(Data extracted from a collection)

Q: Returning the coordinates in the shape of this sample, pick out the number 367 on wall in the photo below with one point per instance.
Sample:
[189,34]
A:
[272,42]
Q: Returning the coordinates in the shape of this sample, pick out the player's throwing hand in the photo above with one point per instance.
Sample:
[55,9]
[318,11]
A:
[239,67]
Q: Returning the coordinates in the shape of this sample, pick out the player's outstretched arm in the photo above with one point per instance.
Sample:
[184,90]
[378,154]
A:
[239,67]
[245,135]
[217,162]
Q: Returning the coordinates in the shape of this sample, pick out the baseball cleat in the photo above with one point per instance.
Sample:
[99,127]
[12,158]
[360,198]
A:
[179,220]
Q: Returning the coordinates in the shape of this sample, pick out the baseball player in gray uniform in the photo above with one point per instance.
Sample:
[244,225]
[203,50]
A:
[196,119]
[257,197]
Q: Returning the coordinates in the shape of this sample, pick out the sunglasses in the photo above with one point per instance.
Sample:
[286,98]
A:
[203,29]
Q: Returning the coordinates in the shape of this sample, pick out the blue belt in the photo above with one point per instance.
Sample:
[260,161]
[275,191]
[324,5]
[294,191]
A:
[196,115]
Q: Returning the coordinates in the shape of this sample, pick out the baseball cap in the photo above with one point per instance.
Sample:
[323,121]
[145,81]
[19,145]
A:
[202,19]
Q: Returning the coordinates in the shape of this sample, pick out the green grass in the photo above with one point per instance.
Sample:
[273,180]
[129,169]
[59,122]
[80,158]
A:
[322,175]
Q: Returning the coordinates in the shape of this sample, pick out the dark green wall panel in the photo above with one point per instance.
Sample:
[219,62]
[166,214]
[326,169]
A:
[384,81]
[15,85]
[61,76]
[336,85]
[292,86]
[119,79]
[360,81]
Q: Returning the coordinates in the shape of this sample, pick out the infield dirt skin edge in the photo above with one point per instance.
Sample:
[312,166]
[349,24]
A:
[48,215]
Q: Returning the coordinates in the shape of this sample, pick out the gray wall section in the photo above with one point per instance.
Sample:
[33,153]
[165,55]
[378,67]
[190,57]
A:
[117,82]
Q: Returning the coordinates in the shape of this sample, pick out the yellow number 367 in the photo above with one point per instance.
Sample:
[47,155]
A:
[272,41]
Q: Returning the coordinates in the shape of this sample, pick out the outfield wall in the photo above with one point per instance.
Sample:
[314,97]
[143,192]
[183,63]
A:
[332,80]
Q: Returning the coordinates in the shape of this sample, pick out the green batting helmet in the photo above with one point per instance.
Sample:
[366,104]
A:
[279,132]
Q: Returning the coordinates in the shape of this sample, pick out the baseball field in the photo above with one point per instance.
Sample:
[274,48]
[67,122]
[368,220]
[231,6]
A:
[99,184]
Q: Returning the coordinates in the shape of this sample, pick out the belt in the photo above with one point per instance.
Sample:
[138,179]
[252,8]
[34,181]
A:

▶ _PROBLEM DETAILS_
Copy the records above exactly as they appear.

▶ _RESULT FOR THIS EXERCISE_
Q: Returning the coordinates in the shape of this sample, pick out the number 367 on wall in the photo below with one point per instance.
Sample:
[189,34]
A:
[272,42]
Q: Returning the coordinates in the shape of this sample, pick out the player's throwing hand in the photo above with one point per instance.
Sample:
[55,9]
[318,11]
A:
[239,67]
Q: Returning the coordinates in the shape of this sample, pick out the player's outstretched arm in the photo above with one point per instance.
Sample:
[184,90]
[378,154]
A:
[239,67]
[245,135]
[217,162]
Q: Returning the coordinates in the shape of this sample, pick out the baseball cleat in the photo above with one point per instance.
Sample:
[99,127]
[12,158]
[360,198]
A:
[179,220]
Q: Returning the coordinates in the shape of this sample, pick out the baseball player in gray uniform in the photo above with one point per instance.
Sample:
[244,225]
[203,50]
A:
[196,119]
[257,197]
Q: Returning the coordinates in the shape of this sample, pick out the sunglasses in the photo above with one point per instance.
Sample:
[286,98]
A:
[203,29]
Q: Returning the coordinates in the shape of this sample, pick out the blue belt in the photo above with one point per instance.
Sample:
[260,161]
[275,191]
[324,5]
[294,191]
A:
[196,115]
Q: Returning the coordinates in the shape of this sample, pick out the baseball cap in the photo above with one point per instance.
Sample:
[323,121]
[145,81]
[19,145]
A:
[202,19]
Q: Returning the coordinates in the shape of this sample, pick out the green grass in the photo above with one point per instance.
Sample:
[273,180]
[129,169]
[59,122]
[80,158]
A:
[322,175]
Q: Returning the coordinates in the shape of this sample, pick out the dark green wall panel in the photo above with one point per instance.
Sample:
[219,62]
[166,214]
[326,169]
A:
[384,81]
[15,85]
[61,76]
[336,85]
[292,86]
[119,79]
[360,81]
Q: Returning the coordinates in the shape of this sample, pick out the infield dirt skin edge in the photo above with one point per instance.
Sample:
[312,166]
[349,24]
A:
[48,215]
Q: Returning the coordinates in the shape of this sample, pick out the gray wall section in the photo above with one point per instance.
Sample:
[33,153]
[165,55]
[378,67]
[190,57]
A:
[117,82]
Q: Returning the coordinates in the shape of this sample, pick out the yellow number 367 in the photo above with one point per instance.
Sample:
[47,155]
A:
[272,41]
Q: Returning the coordinates in the shape of this sample, pick out the outfield wall in the photo above with one point per instance.
Sample:
[314,97]
[143,192]
[183,63]
A:
[332,80]
Q: Returning the coordinates in the shape of this sample, pick out the green batting helmet in the photo above with one point per instance.
Sample:
[366,104]
A:
[279,132]
Q: Returning the coordinates in the shape of this sample, pick out the baseball field in the photo above with one point per instance.
Sample:
[274,48]
[67,122]
[368,220]
[231,6]
A:
[99,184]
Q: Returning the coordinates in the shape of this sample, pick out the belt in the photo above with one point per instance.
Sample:
[138,179]
[252,8]
[34,181]
A:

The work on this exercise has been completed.